━━━━━ TEXT PROVIDED

Named after a beautiful nymph, loved by Hercules, Amalfi is the principal town on the spectacular 'Amalfi Coast', situated on the south side of the Sorrento peninsular which forms the southern end of the Bay of Naples. The area has long been a favourite destination for tourists who come for the spectacular scenery, the dramatic views, the attractive seascape and the pretty seaside towns of Vietri sul mare, Maiori, Minori, Amalfi, Ravello and Positano. There are ferry trips that leave Salerno and call in at several of these towns, before going on to Sorrento and Capri.
There is also a spectacular mountain road called the 'Amalfi Drive', that winds its way between Amalfi and Sorrento. The road is a testiment to the skill of Italian engineering, and to the skill of the local bus drivers! For visiting drivers it can be an extremely nerve-racking experience, but it provides stunning views for the passenger.
During the 10th and 11th centuries, Amalfi was an independent state known as the Duchy of Amalfi and famous for its maritime prowess. Amalfi was the most wealthy and powerful Of the four Maritime Republics, before being overtaken by the other three: Pisa, Genoa and Venice. In the year 977, a well known Arab traveller wrote of Amalfi: "...the most prosperous Lombard city, the most noble, the most illustrious for its conditions, the most wealthy and opulent. The territory of Amalfi borders that of Naples; a beautiful city, but less important than Amalfi".
Amalfi's maritime past is celebrated with the 'Historical Regata', a traditional rowing competition between the four maritime republics: Amalfi, Genoa, Pisa and Venice. The event is hosted by a different city every year, so itcomes to Amalfi once every four years. It takes place on the first Sunday in June.
Amalfi has been providing hospitality to visitors since Roman times, when the area was a popular holiday retreat for the Emperors: Augustus and Tiberius. More recently, Amalfi accommodated members of the European aristocracy on their 'Grand Tour' during the 18th and 19th centuries. The 20th century saw the arrival of film stars, musicians, artists and writers, many of whom bought up lavish villas and holiday estates in the area. Ballet star, Rudolph Nuryev once owned a property on an island just off the town of Positano.
Today, the area is one of the most popular tourist destinations in the world, and rightly so. Protected as a Unesco World Heritage Site, Amalfi and the Amalfi coast have plenty to offer the visitor. Apart from the unique, stunningly beautiful scenery, Amalfi has plenty of art and culture to offer including: The Cathedral, the Shrine of Saint Andrew and The Chiostro del Paradiso.
The area is also famous for producing 'Limoncello' a refreshing liquer drink made from local lemons.

━━━━━━━━━━
━━━━━ PROVIDED MATERIAL

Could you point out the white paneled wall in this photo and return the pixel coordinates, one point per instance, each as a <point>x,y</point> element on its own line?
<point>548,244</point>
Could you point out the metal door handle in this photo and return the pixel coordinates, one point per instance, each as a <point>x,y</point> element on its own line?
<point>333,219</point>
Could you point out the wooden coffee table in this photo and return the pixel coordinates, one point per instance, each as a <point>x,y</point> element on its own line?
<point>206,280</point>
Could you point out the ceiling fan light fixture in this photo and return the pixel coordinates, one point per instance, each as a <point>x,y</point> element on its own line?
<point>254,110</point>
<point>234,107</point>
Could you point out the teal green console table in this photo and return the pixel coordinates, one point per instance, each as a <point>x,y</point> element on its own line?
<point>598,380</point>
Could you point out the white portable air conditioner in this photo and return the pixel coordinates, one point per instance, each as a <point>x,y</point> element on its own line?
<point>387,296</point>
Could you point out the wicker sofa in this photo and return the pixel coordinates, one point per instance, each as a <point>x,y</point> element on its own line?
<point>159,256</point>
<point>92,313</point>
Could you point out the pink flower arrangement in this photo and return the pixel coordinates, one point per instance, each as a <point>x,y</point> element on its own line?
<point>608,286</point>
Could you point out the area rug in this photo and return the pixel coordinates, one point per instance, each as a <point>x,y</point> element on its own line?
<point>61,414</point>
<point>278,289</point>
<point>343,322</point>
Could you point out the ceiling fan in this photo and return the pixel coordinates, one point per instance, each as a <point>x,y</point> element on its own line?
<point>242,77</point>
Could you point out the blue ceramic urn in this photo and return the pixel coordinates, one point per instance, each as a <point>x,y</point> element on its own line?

━━━━━━━━━━

- TASK LIST:
- a) Render into Spanish this sentence from the passage on Amalfi: "During the 10th and 11th centuries, Amalfi was an independent state known as the Duchy of Amalfi and famous for its maritime prowess."
- b) Repeat the portion of the passage on Amalfi that begins at the words "Today, the area" and stops after "from local lemons.".

- ANSWERS GIVEN:
- a) Durante los siglos X y XI, Amalfi fue un estado independiente conocido como el Ducado de Amalfi y famoso por su destreza marítima.

- b)
Today, the area is one of the most popular tourist destinations in the world, and rightly so. Protected as a Unesco World Heritage Site, Amalfi and the Amalfi coast have plenty to offer the visitor. Apart from the unique, stunningly beautiful scenery, Amalfi has plenty of art and culture to offer including: The Cathedral, the Shrine of Saint Andrew and The Chiostro del Paradiso.
The area is also famous for producing 'Limoncello' a refreshing liquer drink made from local lemons.